Starting with the line that contains "Where in the photo above can the circular", set down each line through the end of the entries below, exactly and with nothing added.

──────────

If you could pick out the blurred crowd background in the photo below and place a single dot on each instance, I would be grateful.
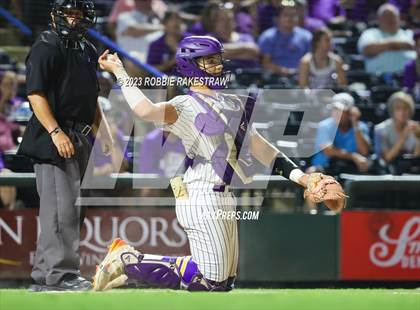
(367, 52)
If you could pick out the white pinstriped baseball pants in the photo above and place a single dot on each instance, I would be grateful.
(213, 241)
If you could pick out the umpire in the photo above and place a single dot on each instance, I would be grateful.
(63, 89)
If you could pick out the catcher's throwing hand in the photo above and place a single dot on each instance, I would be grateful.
(326, 189)
(110, 62)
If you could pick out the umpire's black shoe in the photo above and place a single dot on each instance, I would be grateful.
(69, 283)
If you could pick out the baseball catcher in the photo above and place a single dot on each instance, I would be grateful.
(221, 147)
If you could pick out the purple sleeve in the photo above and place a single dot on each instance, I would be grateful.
(402, 5)
(154, 55)
(410, 75)
(149, 156)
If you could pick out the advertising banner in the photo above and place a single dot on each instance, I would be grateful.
(154, 231)
(380, 245)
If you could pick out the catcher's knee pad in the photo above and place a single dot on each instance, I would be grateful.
(160, 271)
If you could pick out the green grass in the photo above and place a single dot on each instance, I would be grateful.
(290, 299)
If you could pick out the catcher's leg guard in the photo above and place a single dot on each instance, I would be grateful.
(160, 271)
(199, 284)
(110, 273)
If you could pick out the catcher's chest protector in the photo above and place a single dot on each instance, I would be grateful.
(231, 160)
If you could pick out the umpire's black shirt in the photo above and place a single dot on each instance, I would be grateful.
(67, 78)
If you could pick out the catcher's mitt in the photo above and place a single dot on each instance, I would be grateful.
(326, 189)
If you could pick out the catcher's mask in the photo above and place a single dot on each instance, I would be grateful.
(83, 14)
(198, 56)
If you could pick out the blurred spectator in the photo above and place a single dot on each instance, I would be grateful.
(162, 51)
(245, 15)
(137, 28)
(239, 48)
(321, 68)
(403, 6)
(361, 10)
(161, 153)
(266, 13)
(389, 47)
(283, 46)
(306, 21)
(9, 102)
(203, 26)
(347, 151)
(329, 11)
(121, 6)
(413, 19)
(398, 135)
(412, 70)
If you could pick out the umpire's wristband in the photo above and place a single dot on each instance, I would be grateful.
(55, 131)
(285, 167)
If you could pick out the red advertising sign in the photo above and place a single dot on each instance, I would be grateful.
(380, 245)
(148, 230)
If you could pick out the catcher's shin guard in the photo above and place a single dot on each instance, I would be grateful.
(110, 273)
(160, 271)
(169, 272)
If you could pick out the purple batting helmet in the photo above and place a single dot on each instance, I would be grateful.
(193, 47)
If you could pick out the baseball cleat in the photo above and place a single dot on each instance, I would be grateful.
(110, 272)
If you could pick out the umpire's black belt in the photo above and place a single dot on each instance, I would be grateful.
(84, 129)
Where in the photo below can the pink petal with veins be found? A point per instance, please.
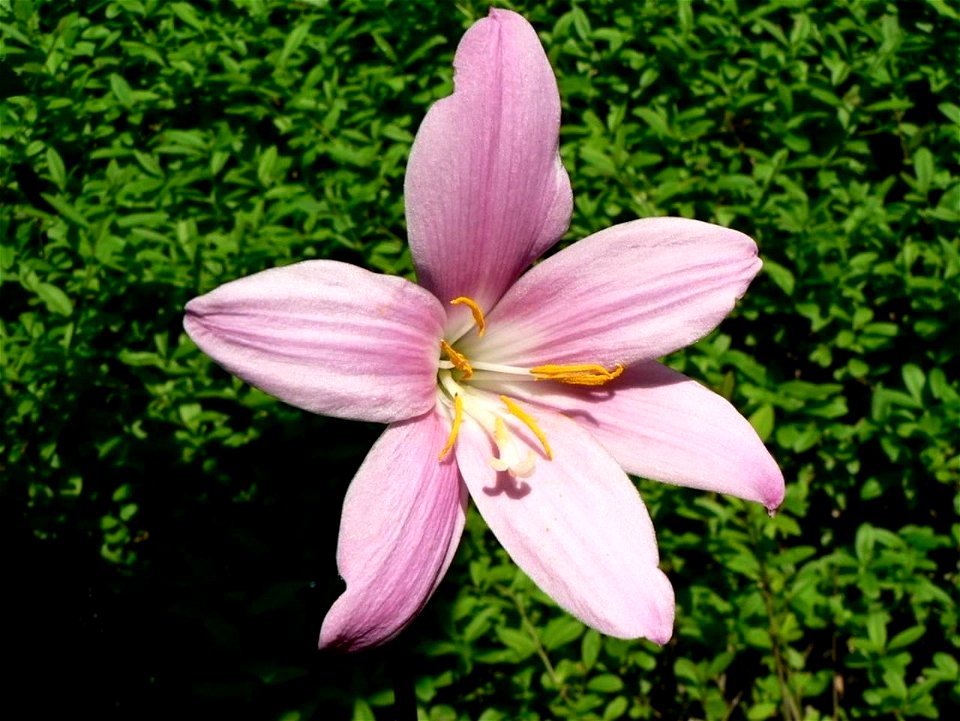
(401, 523)
(327, 337)
(486, 193)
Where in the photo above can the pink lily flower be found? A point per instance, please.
(532, 393)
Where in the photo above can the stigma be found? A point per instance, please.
(503, 421)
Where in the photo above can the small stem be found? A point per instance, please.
(791, 709)
(532, 632)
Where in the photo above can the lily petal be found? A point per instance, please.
(486, 192)
(402, 519)
(327, 337)
(659, 424)
(633, 292)
(577, 527)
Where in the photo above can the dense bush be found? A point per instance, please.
(168, 553)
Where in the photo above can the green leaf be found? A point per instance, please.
(605, 683)
(561, 631)
(590, 648)
(55, 299)
(121, 90)
(267, 166)
(923, 167)
(58, 173)
(780, 275)
(914, 380)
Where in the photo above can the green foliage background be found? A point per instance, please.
(169, 533)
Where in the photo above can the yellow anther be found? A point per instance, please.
(458, 359)
(474, 309)
(455, 428)
(577, 375)
(528, 421)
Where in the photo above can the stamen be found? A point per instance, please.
(577, 375)
(455, 428)
(509, 459)
(459, 360)
(528, 421)
(475, 310)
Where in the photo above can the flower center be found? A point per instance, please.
(458, 396)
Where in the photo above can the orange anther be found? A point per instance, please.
(586, 374)
(458, 359)
(475, 310)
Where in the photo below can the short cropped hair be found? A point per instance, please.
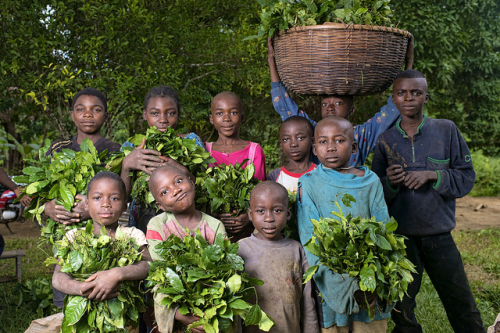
(410, 74)
(298, 119)
(108, 175)
(91, 92)
(162, 91)
(270, 185)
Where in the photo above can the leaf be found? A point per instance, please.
(75, 308)
(174, 280)
(309, 273)
(239, 304)
(253, 316)
(234, 283)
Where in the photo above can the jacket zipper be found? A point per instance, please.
(413, 150)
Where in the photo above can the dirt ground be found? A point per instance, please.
(468, 218)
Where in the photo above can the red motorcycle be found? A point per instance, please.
(10, 211)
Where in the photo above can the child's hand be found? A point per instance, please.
(102, 285)
(236, 224)
(142, 159)
(188, 320)
(59, 214)
(395, 174)
(415, 179)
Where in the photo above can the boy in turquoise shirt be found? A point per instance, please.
(333, 145)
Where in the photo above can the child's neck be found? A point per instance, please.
(298, 166)
(188, 219)
(94, 137)
(110, 229)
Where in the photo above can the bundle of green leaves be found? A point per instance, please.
(365, 249)
(59, 176)
(280, 15)
(86, 255)
(169, 144)
(226, 187)
(207, 281)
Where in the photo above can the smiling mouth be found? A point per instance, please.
(181, 196)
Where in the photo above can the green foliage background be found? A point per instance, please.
(51, 49)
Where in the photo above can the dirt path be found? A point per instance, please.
(467, 218)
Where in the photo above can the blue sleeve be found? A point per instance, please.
(367, 133)
(378, 207)
(337, 289)
(284, 104)
(379, 166)
(458, 180)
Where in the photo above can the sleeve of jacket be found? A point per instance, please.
(458, 180)
(369, 132)
(284, 104)
(380, 164)
(337, 289)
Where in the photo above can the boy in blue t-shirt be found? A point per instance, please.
(424, 165)
(333, 145)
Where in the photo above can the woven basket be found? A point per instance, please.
(339, 59)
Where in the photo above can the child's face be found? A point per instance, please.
(161, 112)
(173, 191)
(88, 114)
(269, 212)
(227, 116)
(105, 201)
(296, 140)
(336, 106)
(410, 95)
(334, 144)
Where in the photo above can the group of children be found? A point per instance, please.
(420, 166)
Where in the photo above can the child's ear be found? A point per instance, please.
(353, 109)
(159, 206)
(354, 147)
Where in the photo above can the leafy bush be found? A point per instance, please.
(487, 175)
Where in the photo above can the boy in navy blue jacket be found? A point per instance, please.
(424, 164)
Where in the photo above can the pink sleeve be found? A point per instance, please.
(260, 163)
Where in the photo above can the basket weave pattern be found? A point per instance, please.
(338, 59)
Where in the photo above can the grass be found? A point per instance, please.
(480, 252)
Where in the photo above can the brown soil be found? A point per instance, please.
(468, 218)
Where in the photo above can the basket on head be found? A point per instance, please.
(340, 59)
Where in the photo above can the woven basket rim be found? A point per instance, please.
(351, 26)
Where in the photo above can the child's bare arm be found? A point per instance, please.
(270, 59)
(105, 284)
(63, 282)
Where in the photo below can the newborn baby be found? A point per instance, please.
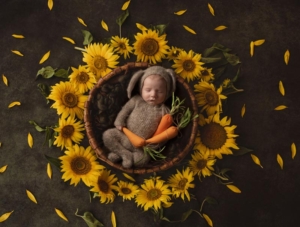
(141, 115)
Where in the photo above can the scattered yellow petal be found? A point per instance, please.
(256, 160)
(113, 219)
(189, 29)
(81, 21)
(221, 27)
(233, 188)
(3, 168)
(5, 216)
(60, 214)
(293, 149)
(17, 52)
(125, 5)
(104, 25)
(49, 170)
(16, 103)
(30, 140)
(281, 107)
(5, 81)
(141, 27)
(211, 9)
(69, 39)
(45, 57)
(281, 88)
(31, 196)
(208, 220)
(180, 12)
(280, 161)
(128, 177)
(287, 57)
(259, 42)
(18, 36)
(50, 4)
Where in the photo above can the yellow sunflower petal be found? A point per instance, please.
(104, 25)
(293, 149)
(5, 216)
(211, 9)
(287, 57)
(45, 57)
(180, 12)
(16, 103)
(280, 161)
(60, 214)
(233, 188)
(17, 52)
(256, 160)
(189, 29)
(31, 196)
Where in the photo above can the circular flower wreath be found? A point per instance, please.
(216, 137)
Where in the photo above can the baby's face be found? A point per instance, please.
(154, 90)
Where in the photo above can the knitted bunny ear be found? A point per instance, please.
(134, 79)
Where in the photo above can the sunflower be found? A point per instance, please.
(150, 47)
(82, 79)
(103, 185)
(121, 45)
(209, 98)
(100, 59)
(68, 130)
(216, 136)
(67, 100)
(188, 65)
(181, 182)
(79, 164)
(127, 190)
(154, 194)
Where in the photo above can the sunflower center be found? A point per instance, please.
(100, 63)
(69, 99)
(150, 47)
(211, 97)
(182, 183)
(153, 194)
(67, 131)
(189, 65)
(103, 186)
(213, 135)
(82, 78)
(81, 165)
(126, 191)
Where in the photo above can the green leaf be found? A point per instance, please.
(89, 219)
(87, 37)
(120, 20)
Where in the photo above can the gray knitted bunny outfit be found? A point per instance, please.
(139, 117)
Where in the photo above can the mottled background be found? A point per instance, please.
(269, 196)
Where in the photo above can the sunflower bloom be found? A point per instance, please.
(209, 98)
(68, 130)
(104, 185)
(67, 100)
(127, 190)
(154, 194)
(216, 136)
(181, 182)
(100, 59)
(82, 79)
(80, 164)
(121, 45)
(149, 47)
(188, 65)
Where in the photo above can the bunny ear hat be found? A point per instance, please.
(167, 74)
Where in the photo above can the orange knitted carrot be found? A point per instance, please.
(135, 140)
(165, 122)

──────────

▶ **Result for this exercise**
Where in the photo above can the circular flower wreath be found? A point per instance, please.
(216, 137)
Where in the photo above can the baby's face be found? A point per instance, please.
(154, 90)
Where in the photo above can the knitted bunny ear be found? A point per instance, please.
(134, 79)
Where in the photo above can the sunflower be found? A point per instance, please.
(150, 47)
(82, 79)
(103, 185)
(121, 45)
(209, 98)
(100, 59)
(68, 130)
(216, 136)
(67, 100)
(188, 65)
(181, 182)
(79, 164)
(127, 190)
(154, 194)
Where in the photo above can the sunflower center be found? A point per instance, please.
(100, 63)
(69, 99)
(150, 47)
(211, 97)
(182, 183)
(153, 194)
(67, 131)
(189, 65)
(103, 186)
(213, 135)
(82, 78)
(81, 165)
(126, 191)
Where in the photo above can the green leaf be found? A point per instance, please.
(89, 219)
(87, 37)
(120, 20)
Where in the photo above can the gray knitted bunny outfit be found? A point per instance, please.
(139, 117)
Where in the photo above can the mottled background be found? A point per instance, please.
(269, 196)
Where in the photo above can the sunflower bloom be found? A point per instance, please.
(209, 98)
(68, 130)
(104, 185)
(67, 100)
(127, 190)
(154, 194)
(216, 136)
(181, 182)
(100, 59)
(82, 79)
(80, 164)
(121, 45)
(149, 47)
(188, 65)
Where in the photo above can the bunny ear hat be found? A point per instance, please.
(167, 74)
Where in the photo above can the orange knitted carrot be found? A point per instance, please.
(135, 140)
(165, 122)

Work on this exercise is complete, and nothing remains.